Task details — Show each line in the items below that contains the string "sunglasses". Case matters.

Provided records —

☆ ☆ ☆ ☆ ☆

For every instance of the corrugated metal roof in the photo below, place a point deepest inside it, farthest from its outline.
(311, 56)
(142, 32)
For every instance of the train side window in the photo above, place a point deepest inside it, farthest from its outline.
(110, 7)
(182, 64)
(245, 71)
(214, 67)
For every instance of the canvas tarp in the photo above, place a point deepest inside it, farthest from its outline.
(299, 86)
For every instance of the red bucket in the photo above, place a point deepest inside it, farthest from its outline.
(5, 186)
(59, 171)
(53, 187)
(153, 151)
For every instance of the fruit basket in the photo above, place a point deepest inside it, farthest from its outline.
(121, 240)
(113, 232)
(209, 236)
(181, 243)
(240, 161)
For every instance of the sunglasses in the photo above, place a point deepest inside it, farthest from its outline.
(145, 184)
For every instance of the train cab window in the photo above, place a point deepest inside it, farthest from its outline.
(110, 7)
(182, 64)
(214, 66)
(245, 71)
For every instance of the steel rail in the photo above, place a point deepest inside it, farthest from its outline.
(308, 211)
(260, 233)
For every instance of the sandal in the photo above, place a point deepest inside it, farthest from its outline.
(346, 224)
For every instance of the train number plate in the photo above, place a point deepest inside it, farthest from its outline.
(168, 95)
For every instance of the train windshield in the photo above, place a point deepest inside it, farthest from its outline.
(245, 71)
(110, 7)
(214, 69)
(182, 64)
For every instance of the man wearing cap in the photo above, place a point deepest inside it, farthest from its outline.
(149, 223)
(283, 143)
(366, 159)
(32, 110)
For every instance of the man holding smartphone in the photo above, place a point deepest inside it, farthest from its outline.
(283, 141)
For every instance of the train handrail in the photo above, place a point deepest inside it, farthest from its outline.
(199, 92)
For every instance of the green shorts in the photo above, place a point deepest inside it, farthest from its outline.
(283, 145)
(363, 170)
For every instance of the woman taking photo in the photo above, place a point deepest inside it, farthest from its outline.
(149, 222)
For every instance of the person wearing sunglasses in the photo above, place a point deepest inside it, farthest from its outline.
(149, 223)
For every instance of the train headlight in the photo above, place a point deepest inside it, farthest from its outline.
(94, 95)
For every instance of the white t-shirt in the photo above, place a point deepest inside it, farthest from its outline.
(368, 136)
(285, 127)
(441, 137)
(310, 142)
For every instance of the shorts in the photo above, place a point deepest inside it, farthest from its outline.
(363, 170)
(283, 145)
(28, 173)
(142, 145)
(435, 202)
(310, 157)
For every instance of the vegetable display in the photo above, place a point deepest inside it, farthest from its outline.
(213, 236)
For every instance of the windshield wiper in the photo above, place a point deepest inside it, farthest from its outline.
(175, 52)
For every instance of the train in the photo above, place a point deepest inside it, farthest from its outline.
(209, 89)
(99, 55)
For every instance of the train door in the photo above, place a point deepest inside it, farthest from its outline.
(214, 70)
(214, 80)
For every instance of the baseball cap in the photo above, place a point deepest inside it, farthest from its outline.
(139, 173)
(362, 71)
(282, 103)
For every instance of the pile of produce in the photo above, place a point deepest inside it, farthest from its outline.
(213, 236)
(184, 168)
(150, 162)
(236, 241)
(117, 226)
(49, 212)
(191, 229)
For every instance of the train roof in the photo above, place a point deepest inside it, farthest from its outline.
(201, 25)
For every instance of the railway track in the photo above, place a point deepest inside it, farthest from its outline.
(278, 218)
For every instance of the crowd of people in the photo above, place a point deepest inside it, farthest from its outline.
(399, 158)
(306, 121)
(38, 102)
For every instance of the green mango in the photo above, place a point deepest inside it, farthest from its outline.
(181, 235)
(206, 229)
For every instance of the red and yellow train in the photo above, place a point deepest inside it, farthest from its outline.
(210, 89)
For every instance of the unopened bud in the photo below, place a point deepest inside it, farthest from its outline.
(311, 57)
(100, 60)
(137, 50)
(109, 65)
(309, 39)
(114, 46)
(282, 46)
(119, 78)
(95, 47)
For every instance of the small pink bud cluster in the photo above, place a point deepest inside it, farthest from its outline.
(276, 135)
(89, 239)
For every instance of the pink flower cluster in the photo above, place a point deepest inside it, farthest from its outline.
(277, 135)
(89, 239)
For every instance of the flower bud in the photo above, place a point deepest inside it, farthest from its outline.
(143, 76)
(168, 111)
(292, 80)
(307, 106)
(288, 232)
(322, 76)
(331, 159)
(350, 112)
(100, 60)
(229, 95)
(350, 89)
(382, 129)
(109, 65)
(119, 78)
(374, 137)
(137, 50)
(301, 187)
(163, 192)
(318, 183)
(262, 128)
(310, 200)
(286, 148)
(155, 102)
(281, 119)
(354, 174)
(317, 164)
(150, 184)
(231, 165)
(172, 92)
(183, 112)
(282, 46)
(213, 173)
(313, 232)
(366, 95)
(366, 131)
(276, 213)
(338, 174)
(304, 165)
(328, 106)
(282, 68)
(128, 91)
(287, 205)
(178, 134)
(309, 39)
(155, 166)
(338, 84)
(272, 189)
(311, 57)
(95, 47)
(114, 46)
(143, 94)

☆ ☆ ☆ ☆ ☆

Answer in full —
For every instance of the sunglasses in the photo above, place a point deepest inside it, farthest from its outline.
For every instance of the person wearing sunglasses in the photo above, place a point deepest inside it, farthest from its outline.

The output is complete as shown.